Point annotation records
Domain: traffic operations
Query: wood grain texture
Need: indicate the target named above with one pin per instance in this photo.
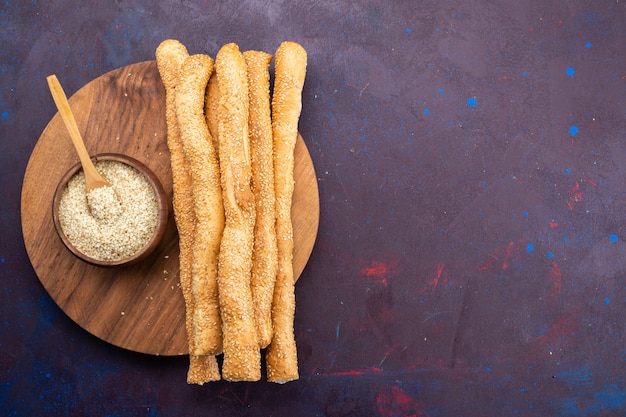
(140, 307)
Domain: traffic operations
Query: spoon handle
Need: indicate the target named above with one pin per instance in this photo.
(60, 99)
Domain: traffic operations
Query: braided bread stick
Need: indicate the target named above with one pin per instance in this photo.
(207, 199)
(290, 71)
(265, 253)
(242, 357)
(170, 56)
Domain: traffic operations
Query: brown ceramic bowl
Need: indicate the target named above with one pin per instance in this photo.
(162, 204)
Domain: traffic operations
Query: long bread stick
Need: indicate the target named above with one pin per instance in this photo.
(207, 198)
(265, 254)
(290, 71)
(242, 358)
(170, 56)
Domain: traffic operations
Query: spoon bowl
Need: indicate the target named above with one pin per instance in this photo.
(93, 179)
(162, 207)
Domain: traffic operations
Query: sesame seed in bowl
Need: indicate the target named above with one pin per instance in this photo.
(111, 226)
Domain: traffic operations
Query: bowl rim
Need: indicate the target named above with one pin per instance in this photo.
(162, 207)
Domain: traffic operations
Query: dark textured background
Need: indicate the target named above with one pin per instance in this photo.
(471, 157)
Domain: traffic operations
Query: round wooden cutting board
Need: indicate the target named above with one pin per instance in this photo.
(140, 307)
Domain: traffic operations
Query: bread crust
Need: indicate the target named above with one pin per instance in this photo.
(170, 56)
(204, 168)
(290, 71)
(265, 252)
(242, 358)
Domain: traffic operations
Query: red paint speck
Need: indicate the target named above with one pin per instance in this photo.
(392, 401)
(502, 257)
(440, 268)
(575, 195)
(378, 271)
(358, 372)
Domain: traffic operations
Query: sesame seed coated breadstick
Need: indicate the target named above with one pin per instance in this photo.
(170, 56)
(203, 165)
(242, 357)
(265, 254)
(211, 103)
(290, 71)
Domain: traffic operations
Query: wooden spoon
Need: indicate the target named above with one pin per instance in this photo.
(93, 179)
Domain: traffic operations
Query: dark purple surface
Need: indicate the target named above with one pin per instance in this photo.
(471, 159)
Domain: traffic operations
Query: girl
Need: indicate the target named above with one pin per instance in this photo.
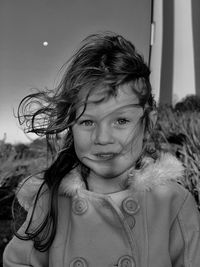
(105, 200)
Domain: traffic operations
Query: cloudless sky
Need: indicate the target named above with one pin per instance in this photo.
(25, 24)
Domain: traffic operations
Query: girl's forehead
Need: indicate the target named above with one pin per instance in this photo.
(98, 102)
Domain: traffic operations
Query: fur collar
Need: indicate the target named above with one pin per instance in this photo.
(166, 168)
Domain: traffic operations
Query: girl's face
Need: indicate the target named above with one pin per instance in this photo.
(108, 137)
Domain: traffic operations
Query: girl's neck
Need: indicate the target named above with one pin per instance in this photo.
(104, 185)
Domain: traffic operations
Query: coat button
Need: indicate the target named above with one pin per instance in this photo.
(130, 221)
(126, 261)
(78, 262)
(79, 206)
(130, 205)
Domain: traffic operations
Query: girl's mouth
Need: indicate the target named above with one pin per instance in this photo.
(105, 156)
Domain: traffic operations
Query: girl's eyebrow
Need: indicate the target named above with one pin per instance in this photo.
(120, 109)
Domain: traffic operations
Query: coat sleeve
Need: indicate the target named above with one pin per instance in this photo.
(185, 235)
(21, 253)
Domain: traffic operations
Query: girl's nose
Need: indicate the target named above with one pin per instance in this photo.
(103, 135)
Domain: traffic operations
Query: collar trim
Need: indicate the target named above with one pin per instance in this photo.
(153, 173)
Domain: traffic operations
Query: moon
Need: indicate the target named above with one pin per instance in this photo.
(45, 43)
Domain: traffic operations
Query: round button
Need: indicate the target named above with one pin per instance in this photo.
(130, 205)
(126, 261)
(78, 262)
(130, 221)
(79, 206)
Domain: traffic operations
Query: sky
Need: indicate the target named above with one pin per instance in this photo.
(25, 63)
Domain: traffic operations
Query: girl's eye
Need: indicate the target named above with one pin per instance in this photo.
(87, 123)
(122, 121)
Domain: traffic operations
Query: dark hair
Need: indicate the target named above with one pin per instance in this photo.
(104, 59)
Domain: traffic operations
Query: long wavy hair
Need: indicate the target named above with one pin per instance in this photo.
(107, 60)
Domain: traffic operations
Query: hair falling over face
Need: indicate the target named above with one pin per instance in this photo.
(105, 60)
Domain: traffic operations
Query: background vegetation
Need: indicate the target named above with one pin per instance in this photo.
(177, 131)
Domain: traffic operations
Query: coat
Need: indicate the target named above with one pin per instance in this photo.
(152, 223)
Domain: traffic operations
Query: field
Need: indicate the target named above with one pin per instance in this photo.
(177, 131)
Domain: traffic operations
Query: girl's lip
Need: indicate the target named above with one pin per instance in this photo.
(105, 156)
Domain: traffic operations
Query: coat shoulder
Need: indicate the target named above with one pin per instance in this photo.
(170, 197)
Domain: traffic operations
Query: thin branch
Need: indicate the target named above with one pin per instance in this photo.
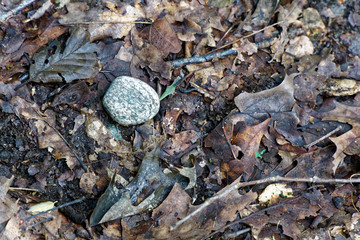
(104, 22)
(237, 184)
(25, 189)
(54, 208)
(203, 58)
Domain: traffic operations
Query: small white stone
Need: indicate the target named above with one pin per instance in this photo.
(130, 101)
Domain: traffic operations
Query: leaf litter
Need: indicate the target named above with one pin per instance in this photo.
(194, 171)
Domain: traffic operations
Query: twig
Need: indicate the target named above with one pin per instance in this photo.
(42, 221)
(237, 184)
(104, 22)
(54, 208)
(25, 189)
(11, 12)
(238, 233)
(251, 215)
(323, 137)
(203, 58)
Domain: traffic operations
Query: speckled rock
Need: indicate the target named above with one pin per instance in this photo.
(130, 101)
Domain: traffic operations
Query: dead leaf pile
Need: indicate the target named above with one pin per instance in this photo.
(258, 133)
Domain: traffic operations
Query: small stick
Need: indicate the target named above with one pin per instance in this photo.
(323, 137)
(54, 208)
(42, 221)
(236, 234)
(237, 184)
(25, 189)
(104, 22)
(203, 58)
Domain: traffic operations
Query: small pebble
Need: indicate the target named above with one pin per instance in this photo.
(130, 101)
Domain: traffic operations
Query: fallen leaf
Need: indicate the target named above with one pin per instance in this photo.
(289, 213)
(163, 37)
(42, 207)
(349, 142)
(76, 61)
(144, 193)
(213, 217)
(45, 124)
(277, 99)
(76, 95)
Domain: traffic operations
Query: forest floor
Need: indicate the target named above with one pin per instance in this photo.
(259, 138)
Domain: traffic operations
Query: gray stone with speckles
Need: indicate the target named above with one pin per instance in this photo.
(130, 101)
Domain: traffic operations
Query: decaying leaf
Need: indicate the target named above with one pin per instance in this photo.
(76, 95)
(349, 142)
(163, 37)
(277, 99)
(148, 55)
(145, 192)
(239, 135)
(76, 61)
(213, 217)
(48, 137)
(289, 213)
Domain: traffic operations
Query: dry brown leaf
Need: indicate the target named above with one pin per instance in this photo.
(45, 124)
(163, 37)
(289, 213)
(214, 216)
(348, 143)
(277, 99)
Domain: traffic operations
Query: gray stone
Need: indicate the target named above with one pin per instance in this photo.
(130, 101)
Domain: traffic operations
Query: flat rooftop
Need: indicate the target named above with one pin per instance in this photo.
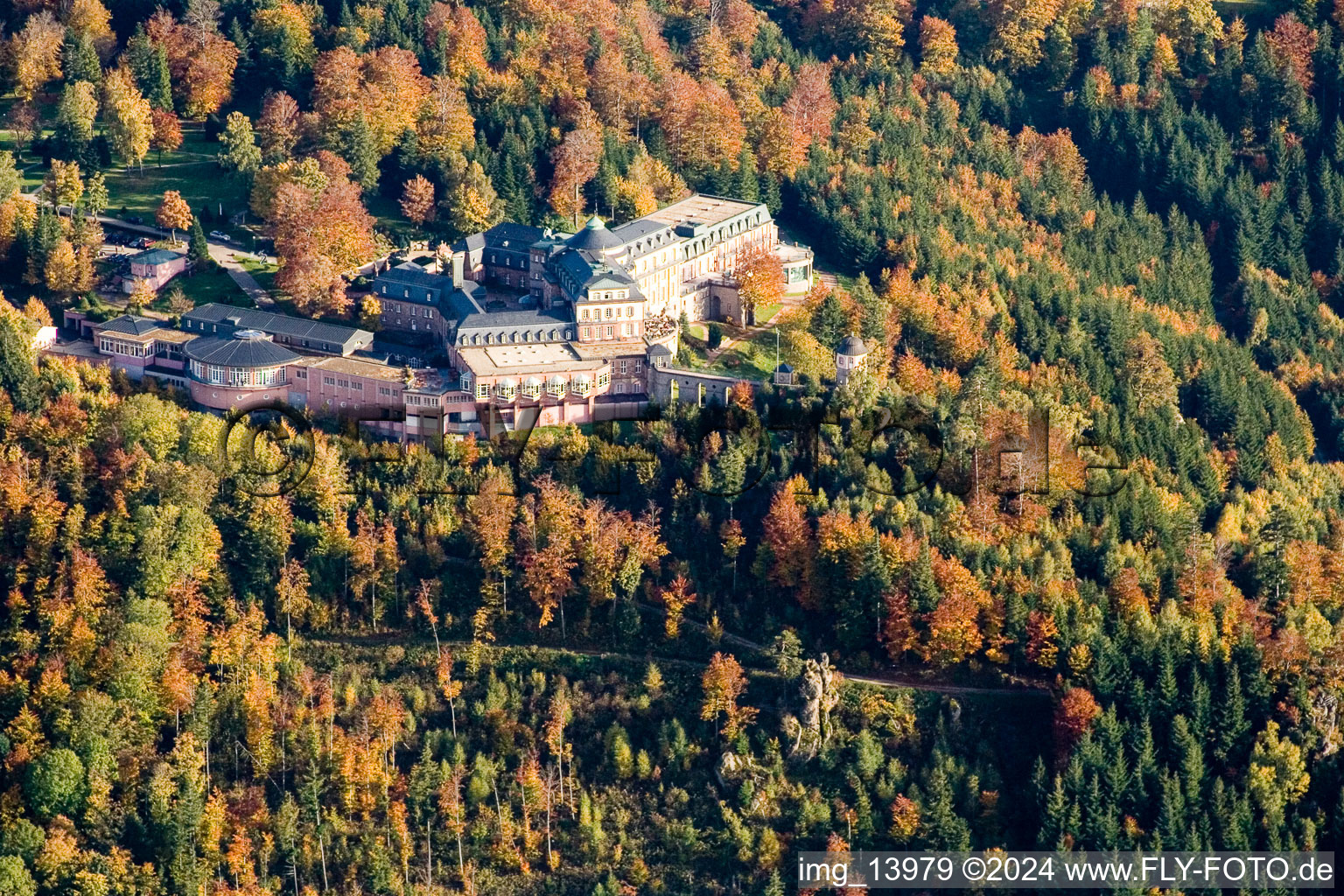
(536, 358)
(355, 367)
(77, 348)
(701, 208)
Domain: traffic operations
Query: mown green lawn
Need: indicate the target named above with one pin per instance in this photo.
(202, 185)
(262, 271)
(752, 359)
(203, 288)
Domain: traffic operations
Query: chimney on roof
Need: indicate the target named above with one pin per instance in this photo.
(458, 258)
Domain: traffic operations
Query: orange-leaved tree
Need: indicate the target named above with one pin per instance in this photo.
(724, 682)
(173, 213)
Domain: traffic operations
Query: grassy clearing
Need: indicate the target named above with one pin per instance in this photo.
(262, 271)
(766, 312)
(200, 183)
(203, 288)
(752, 359)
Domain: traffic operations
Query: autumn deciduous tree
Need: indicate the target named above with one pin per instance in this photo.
(167, 132)
(240, 152)
(1074, 715)
(760, 276)
(1291, 46)
(200, 60)
(62, 269)
(547, 531)
(676, 598)
(128, 115)
(418, 199)
(63, 185)
(278, 128)
(35, 52)
(576, 164)
(173, 213)
(724, 682)
(383, 87)
(458, 38)
(812, 105)
(320, 234)
(789, 540)
(937, 46)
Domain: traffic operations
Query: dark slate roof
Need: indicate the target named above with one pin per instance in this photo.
(130, 324)
(518, 236)
(245, 348)
(420, 283)
(280, 324)
(594, 238)
(852, 346)
(584, 271)
(155, 256)
(636, 228)
(519, 318)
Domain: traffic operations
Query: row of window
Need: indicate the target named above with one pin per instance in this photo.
(605, 332)
(343, 383)
(237, 375)
(488, 339)
(413, 311)
(406, 293)
(554, 387)
(127, 349)
(606, 313)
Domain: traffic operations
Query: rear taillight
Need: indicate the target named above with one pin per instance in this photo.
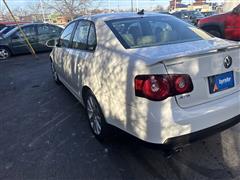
(160, 87)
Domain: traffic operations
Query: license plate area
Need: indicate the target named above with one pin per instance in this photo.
(221, 82)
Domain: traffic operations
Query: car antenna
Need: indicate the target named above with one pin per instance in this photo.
(141, 12)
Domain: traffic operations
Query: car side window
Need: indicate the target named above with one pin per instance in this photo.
(55, 29)
(65, 38)
(43, 29)
(92, 38)
(29, 31)
(81, 35)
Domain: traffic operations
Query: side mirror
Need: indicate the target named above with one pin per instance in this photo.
(14, 37)
(236, 10)
(91, 47)
(51, 43)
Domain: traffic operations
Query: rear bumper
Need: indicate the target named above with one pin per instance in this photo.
(189, 138)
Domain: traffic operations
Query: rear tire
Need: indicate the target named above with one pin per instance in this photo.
(4, 53)
(97, 122)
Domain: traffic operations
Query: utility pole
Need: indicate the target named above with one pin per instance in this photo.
(21, 31)
(43, 13)
(132, 5)
(109, 6)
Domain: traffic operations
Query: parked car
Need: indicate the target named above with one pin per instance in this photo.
(225, 26)
(13, 43)
(189, 16)
(209, 13)
(6, 29)
(4, 24)
(152, 75)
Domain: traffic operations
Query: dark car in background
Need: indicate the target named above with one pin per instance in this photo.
(209, 13)
(13, 42)
(5, 24)
(225, 26)
(6, 29)
(189, 16)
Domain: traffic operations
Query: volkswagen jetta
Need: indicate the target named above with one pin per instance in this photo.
(151, 75)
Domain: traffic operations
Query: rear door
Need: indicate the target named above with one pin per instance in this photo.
(61, 52)
(83, 46)
(18, 43)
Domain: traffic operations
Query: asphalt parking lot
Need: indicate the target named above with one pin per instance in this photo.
(44, 134)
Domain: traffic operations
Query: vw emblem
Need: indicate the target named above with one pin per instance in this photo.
(227, 62)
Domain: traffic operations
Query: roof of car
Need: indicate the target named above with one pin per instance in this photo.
(111, 16)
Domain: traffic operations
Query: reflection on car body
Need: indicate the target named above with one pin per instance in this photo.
(149, 76)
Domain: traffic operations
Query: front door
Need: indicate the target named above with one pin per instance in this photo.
(63, 59)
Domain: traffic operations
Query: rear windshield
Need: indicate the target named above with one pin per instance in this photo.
(154, 31)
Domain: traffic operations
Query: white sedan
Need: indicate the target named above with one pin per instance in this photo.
(151, 75)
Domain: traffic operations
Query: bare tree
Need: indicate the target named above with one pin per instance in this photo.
(68, 8)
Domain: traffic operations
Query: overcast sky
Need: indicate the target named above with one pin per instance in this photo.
(114, 4)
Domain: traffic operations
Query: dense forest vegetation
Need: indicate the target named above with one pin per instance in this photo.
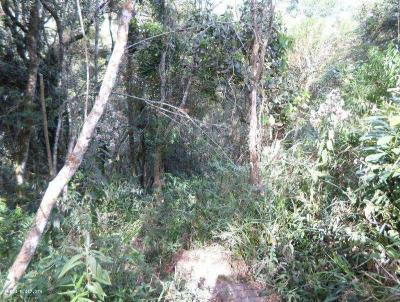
(195, 150)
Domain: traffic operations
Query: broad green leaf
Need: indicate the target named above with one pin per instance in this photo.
(384, 140)
(394, 121)
(96, 289)
(396, 151)
(373, 158)
(84, 300)
(73, 262)
(102, 276)
(80, 297)
(329, 145)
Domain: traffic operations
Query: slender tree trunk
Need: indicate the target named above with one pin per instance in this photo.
(254, 159)
(55, 145)
(74, 160)
(24, 134)
(45, 126)
(157, 168)
(142, 158)
(259, 13)
(85, 44)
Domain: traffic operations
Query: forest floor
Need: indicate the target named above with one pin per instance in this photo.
(212, 273)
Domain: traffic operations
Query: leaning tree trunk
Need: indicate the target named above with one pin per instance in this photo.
(74, 160)
(24, 134)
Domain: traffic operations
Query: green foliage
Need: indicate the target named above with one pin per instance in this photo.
(370, 82)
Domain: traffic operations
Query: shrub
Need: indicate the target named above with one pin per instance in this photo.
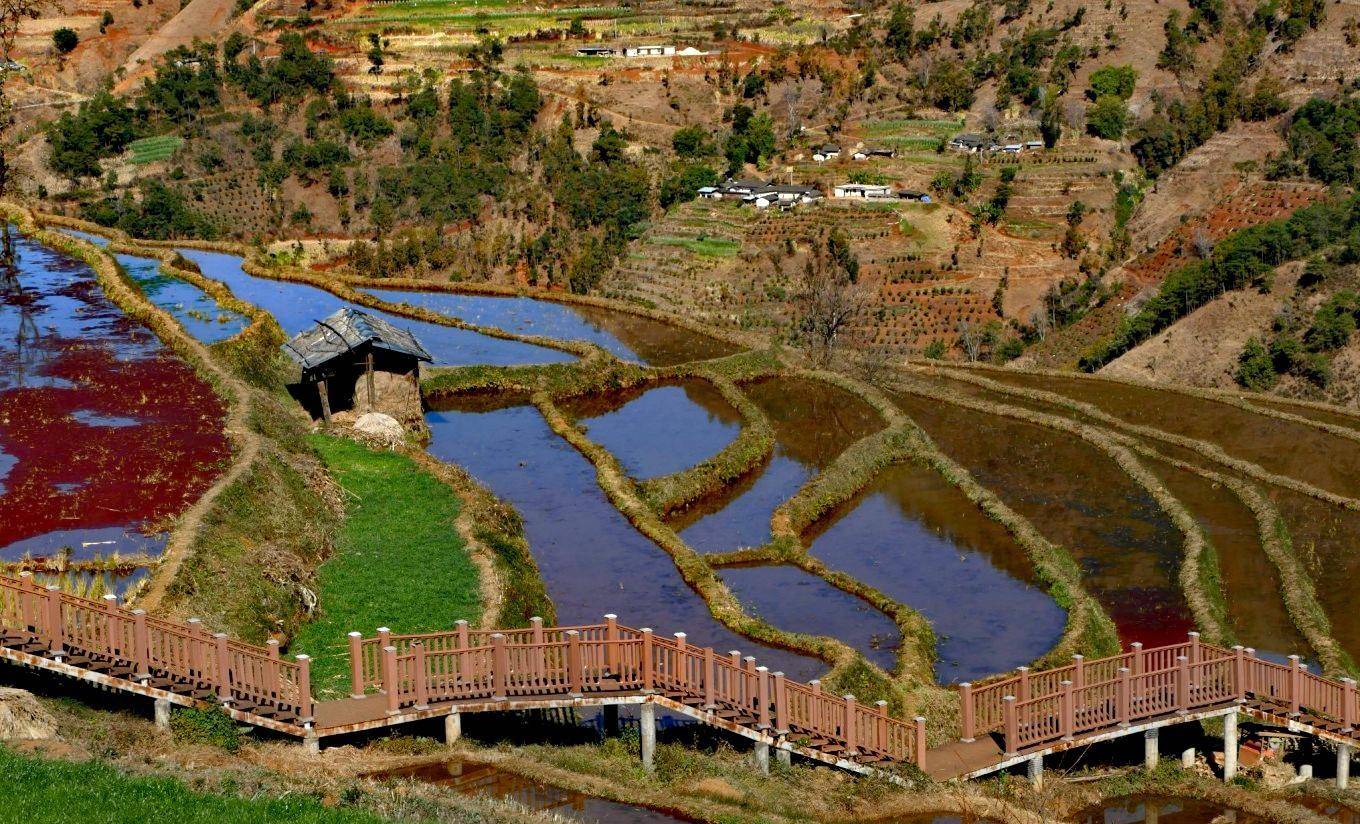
(65, 40)
(211, 728)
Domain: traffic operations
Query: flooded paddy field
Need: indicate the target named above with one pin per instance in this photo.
(105, 434)
(1076, 496)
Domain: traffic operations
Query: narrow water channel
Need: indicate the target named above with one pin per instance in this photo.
(104, 433)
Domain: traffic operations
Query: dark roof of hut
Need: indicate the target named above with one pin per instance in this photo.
(346, 331)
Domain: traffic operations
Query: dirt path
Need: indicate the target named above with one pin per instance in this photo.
(200, 19)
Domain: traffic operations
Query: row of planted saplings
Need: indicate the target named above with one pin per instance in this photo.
(415, 671)
(1085, 696)
(142, 647)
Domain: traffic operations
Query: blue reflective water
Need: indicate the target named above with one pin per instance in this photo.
(667, 428)
(988, 619)
(524, 316)
(799, 601)
(298, 306)
(592, 559)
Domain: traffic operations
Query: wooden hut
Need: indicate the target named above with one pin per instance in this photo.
(352, 361)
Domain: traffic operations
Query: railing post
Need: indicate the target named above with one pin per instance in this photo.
(920, 741)
(391, 683)
(222, 669)
(355, 664)
(501, 668)
(303, 688)
(1239, 672)
(1008, 713)
(611, 643)
(1182, 684)
(1068, 719)
(966, 711)
(112, 638)
(847, 729)
(682, 669)
(649, 677)
(540, 657)
(140, 646)
(710, 671)
(271, 649)
(56, 628)
(422, 687)
(1348, 703)
(1125, 696)
(1295, 684)
(781, 706)
(574, 664)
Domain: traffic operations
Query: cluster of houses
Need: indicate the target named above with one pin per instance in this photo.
(971, 143)
(639, 50)
(762, 195)
(830, 151)
(786, 196)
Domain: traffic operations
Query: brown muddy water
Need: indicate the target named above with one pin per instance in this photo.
(1280, 446)
(1079, 498)
(1156, 809)
(484, 781)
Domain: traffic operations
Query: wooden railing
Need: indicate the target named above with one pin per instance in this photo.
(154, 647)
(1088, 696)
(414, 671)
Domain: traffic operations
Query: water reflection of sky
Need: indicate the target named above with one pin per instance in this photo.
(297, 306)
(524, 316)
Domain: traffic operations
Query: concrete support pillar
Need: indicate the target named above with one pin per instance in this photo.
(762, 756)
(1230, 747)
(452, 728)
(162, 714)
(1151, 749)
(649, 733)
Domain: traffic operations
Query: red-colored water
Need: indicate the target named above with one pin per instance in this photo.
(101, 426)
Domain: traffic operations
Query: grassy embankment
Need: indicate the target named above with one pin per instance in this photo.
(399, 560)
(56, 792)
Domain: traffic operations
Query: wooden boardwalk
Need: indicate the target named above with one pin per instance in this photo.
(400, 679)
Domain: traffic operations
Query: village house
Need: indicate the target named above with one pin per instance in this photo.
(354, 362)
(828, 151)
(864, 191)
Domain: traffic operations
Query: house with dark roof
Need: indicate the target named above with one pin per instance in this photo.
(357, 361)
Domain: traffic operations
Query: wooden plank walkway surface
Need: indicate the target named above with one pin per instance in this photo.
(399, 679)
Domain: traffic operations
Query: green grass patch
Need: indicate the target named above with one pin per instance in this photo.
(48, 792)
(702, 246)
(150, 150)
(399, 560)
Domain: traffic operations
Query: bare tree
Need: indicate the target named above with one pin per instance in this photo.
(831, 299)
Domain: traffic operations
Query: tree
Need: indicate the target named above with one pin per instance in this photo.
(831, 298)
(1109, 117)
(1255, 369)
(1111, 80)
(65, 40)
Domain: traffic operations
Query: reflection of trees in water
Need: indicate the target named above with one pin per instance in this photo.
(11, 294)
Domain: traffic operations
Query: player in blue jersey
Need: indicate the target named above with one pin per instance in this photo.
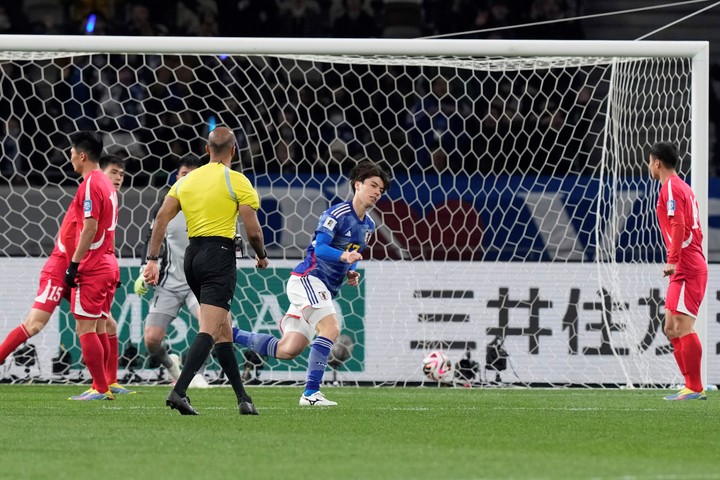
(343, 232)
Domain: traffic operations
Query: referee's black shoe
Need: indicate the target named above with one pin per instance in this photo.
(181, 404)
(247, 408)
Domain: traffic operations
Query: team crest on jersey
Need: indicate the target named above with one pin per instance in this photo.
(329, 223)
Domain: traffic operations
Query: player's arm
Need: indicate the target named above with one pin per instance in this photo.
(90, 227)
(325, 251)
(677, 233)
(168, 211)
(67, 235)
(139, 286)
(253, 230)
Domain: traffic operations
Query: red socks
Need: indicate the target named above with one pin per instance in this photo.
(112, 362)
(17, 336)
(691, 353)
(677, 347)
(93, 354)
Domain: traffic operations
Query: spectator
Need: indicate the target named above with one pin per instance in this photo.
(435, 119)
(140, 22)
(12, 17)
(247, 18)
(548, 10)
(355, 22)
(301, 18)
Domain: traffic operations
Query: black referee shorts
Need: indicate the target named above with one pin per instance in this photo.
(210, 270)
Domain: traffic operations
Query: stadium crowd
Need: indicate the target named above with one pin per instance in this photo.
(291, 18)
(432, 119)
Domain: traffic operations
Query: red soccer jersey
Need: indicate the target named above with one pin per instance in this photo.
(677, 211)
(66, 240)
(96, 198)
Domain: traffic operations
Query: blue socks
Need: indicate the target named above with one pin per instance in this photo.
(261, 343)
(317, 361)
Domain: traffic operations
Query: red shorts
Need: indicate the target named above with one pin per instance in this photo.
(93, 297)
(685, 294)
(52, 287)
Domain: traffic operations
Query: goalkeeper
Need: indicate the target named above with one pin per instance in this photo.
(343, 231)
(172, 291)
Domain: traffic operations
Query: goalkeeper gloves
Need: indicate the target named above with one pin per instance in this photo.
(140, 287)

_Work required_.
Locate each line in the records above that contains the word "grassy", matching case, and copy those lines.

_Answer in full_.
Query: grassy clearing
Query: grassy embankment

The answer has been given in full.